__Your goal__
Quote word for word the passage of the forum thread below that starts with "Never tire of" and ends with "the live trap.".

__Page text__
# i'm surprised this isn't a more active topic



## wannabfarmer (Jun 30, 2015)

I really thought this section would be more lively. I guess everything has been talked about lol.


----------



## GREENCOUNTYPETE (Jul 25, 2006)

it has been in past years ,but it is a fairly small number of people who are here regularly. sometimes a new question comes in and we can help out with it , sometimes something new happens and we can talk about it. but many of us have been here for many years so we kinda hashed out most of it. 

but feel free to bring up anything HD&G related that you would like to talk about and we will hash that out also


----------



## Sourdough (Dec 28, 2011)

wannabfarmer said:


> I really thought this section would be more lively. I guess everything has been talked about lol.


I don't like firearms discussions. It turns out, sadly.......that all the other men on planet earth, and I do mean "ALL" are world class shooting masters, and they will eagerly tell me that all of their firearms are tack drivers. I hear it constantly, "Dude. I own a model ???? and it is a "Tack Driver". I have never meet a man who owns a Ruger 10/22 that is not a true tack drive, right out of the box. It is just so painfully embarrassing, none of my firearms are tack drivers.

I have even stopped going into gun stores, seems every time I pick up a firearm to look at it, several men and a few women, and even little children, come running up to me all saying. Dude, "I own one of those and I am telling you (Dude) it is a true tack driver". Even little children, "hey Dude, buy that it is a true tack driver". I think these people own water pistols that are "True Tack Drivers".


----------



## GTX63 (Dec 13, 2016)

wannabfarmer said:


> I really thought this section would be more lively. I guess everything has been talked about lol.


Never tire of gun discussion. Strike a match and we'll build the fire.


----------



## Danaus29 (Sep 12, 2005)

Tack driver, had to look that up. Must be an Alaskan term, I've never heard it.

My 10/.22 had to be sighted in. Hubby knocked the sights out of whack so I need to get it out and do some fixing. It's good enough to eliminate problem raccoons, so long as they don't jump around in the live trap.

The phrase "easy as shooting fish in a barrel" is a tad deceptive. First you have to catch the fish to put them in the barrel.


----------



## Grafton County Couple (Sep 20, 2018)

I've never used a firearm to drive in a tack.


----------



## Bearfootfarm (Jul 13, 2006)

Danaus29 said:


> Tack driver, had to look that up. Must be an Alaskan term, I've never heard it.


I've heard it a lot.
It just means a gun is accurate enough to hit something as small as the head of a tack.
https://www.theboxotruth.com/box-o-truth-59-rifle-tack-driver/



> When I was growing up, it was a common saying for my Dad and Uncles to have an accurate rifle and for them to say, “This rifle is a real tack driver!”.
> I even use the term myself now and then. It occurred to me yesterday, “I wonder how difficult it would be to drive a thumb tack with a rifle?”


"Accurate" is a subjective term that depends on some variables before it has any real meaning.

"Accurate enough to do what I want" is good enough for most purposes.


----------



## GREENCOUNTYPETE (Jul 25, 2006)

tack driver once you get bored with the target you shoot the thumb tacks holding it.

__Data lines__
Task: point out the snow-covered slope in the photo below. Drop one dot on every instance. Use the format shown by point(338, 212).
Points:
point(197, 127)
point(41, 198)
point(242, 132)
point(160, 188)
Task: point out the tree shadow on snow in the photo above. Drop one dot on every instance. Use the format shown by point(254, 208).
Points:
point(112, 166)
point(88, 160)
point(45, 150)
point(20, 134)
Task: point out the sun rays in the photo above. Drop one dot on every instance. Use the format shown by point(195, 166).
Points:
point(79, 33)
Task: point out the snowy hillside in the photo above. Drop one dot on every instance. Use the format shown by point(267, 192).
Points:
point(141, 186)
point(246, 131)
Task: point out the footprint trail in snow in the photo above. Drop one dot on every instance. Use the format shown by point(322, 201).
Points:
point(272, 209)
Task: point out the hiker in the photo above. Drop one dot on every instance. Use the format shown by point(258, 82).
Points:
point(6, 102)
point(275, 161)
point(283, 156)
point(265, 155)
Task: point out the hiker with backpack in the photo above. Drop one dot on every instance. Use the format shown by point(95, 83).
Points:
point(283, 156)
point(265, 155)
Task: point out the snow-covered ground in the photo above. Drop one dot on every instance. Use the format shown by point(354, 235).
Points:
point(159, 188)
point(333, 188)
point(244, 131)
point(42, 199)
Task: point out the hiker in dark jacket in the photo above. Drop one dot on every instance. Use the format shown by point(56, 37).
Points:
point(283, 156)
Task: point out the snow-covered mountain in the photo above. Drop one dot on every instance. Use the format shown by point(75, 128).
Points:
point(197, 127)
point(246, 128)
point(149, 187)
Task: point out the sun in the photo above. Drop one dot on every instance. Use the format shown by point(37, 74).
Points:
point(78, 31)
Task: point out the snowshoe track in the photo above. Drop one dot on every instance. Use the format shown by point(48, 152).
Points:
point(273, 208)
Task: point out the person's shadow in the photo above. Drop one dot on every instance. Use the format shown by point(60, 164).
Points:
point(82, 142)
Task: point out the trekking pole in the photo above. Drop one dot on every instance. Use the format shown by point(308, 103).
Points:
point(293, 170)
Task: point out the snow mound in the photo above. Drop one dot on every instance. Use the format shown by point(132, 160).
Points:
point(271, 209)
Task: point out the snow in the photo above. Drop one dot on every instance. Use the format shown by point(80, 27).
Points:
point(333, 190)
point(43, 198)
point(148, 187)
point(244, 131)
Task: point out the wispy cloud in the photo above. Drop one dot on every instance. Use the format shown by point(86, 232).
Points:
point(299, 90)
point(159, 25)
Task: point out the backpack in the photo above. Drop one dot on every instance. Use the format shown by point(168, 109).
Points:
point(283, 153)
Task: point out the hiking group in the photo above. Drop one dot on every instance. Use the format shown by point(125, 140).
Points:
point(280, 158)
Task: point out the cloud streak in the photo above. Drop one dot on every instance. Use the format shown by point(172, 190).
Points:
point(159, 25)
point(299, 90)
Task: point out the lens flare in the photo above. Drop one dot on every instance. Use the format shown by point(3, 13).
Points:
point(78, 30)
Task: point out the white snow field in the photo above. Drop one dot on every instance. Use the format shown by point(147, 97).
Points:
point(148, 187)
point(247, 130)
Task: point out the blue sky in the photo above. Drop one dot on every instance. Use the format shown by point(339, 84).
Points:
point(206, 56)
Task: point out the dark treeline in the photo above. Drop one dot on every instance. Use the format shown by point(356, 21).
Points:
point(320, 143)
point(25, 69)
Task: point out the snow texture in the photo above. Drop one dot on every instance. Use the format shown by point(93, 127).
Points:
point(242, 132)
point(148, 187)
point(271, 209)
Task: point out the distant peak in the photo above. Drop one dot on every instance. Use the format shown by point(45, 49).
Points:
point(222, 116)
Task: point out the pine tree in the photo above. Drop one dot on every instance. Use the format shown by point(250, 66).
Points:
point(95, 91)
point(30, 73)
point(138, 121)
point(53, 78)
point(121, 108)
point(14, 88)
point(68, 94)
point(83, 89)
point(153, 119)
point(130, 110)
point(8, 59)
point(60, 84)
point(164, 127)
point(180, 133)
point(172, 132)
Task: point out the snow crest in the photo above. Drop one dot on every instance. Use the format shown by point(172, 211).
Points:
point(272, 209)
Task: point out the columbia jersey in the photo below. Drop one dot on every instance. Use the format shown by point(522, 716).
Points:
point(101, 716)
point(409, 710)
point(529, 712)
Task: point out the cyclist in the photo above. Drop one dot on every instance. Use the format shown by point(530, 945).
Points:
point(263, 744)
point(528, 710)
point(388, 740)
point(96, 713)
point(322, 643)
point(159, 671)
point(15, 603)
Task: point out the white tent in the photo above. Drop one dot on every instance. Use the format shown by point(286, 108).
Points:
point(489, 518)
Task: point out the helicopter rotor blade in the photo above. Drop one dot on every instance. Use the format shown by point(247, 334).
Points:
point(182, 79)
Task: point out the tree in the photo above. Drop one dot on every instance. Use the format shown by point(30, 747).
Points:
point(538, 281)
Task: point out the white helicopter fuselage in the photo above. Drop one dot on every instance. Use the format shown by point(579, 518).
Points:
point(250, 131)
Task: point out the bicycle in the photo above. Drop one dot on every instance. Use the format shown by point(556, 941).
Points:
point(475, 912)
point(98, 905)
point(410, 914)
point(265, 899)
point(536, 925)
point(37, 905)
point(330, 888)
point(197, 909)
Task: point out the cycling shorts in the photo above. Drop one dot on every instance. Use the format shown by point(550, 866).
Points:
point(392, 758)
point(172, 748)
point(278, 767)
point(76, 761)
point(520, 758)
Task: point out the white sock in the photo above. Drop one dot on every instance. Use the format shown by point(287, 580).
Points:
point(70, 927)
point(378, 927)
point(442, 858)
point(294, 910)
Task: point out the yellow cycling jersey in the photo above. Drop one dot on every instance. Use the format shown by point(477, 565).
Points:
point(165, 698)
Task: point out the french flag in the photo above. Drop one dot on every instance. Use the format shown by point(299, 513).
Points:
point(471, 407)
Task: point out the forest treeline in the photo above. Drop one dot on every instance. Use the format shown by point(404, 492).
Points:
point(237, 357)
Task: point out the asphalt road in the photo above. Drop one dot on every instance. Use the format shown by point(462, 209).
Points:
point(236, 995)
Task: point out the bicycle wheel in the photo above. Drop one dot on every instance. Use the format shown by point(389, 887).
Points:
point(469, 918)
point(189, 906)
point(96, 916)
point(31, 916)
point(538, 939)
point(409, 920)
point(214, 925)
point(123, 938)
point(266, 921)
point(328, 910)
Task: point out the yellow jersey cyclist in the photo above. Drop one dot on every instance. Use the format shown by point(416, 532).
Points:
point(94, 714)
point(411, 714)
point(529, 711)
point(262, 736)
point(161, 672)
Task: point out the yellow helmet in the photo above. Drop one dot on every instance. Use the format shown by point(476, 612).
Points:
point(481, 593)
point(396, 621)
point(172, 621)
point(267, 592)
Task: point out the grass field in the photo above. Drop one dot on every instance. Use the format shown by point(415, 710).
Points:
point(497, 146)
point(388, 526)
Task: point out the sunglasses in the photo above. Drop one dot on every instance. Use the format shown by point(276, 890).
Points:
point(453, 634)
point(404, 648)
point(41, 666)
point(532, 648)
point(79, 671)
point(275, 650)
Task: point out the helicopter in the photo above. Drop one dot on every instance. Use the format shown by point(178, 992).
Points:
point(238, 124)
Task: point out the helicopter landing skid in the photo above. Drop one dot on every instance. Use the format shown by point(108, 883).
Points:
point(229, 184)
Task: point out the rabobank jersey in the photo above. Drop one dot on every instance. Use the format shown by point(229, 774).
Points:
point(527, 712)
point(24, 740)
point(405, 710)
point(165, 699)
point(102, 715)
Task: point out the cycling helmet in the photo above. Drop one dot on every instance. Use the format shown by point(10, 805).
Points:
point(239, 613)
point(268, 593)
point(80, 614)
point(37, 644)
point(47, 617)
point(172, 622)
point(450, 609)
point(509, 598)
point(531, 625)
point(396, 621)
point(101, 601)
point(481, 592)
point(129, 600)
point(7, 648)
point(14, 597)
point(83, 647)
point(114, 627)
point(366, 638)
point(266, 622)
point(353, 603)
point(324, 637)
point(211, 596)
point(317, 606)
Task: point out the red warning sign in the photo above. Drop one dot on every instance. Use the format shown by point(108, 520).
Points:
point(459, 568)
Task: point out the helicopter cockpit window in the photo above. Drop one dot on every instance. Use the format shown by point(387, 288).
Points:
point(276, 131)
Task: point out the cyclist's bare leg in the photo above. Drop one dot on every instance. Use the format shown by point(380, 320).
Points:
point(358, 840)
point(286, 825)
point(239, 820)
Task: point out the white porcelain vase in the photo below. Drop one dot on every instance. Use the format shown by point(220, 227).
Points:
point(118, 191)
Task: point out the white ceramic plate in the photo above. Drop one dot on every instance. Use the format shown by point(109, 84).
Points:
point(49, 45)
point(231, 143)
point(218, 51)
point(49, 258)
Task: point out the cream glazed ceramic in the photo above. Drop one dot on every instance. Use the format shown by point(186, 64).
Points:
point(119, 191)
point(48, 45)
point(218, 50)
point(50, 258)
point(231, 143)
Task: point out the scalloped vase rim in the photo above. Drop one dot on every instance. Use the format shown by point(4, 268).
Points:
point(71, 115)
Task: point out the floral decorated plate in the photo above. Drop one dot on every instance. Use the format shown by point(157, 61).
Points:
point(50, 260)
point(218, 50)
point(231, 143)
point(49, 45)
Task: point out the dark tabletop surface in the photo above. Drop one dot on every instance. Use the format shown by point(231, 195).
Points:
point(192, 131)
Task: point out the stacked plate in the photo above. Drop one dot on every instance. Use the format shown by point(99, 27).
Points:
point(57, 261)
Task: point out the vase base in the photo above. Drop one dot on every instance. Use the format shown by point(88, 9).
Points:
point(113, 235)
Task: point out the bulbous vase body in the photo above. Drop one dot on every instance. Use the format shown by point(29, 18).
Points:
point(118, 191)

__Exercise answer__
Never tire of gun discussion. Strike a match and we'll build the fire.


----------



## Danaus29 (Sep 12, 2005)

Tack driver, had to look that up. Must be an Alaskan term, I've never heard it.

My 10/.22 had to be sighted in. Hubby knocked the sights out of whack so I need to get it out and do some fixing. It's good enough to eliminate problem raccoons, so long as they don't jump around in the live trap.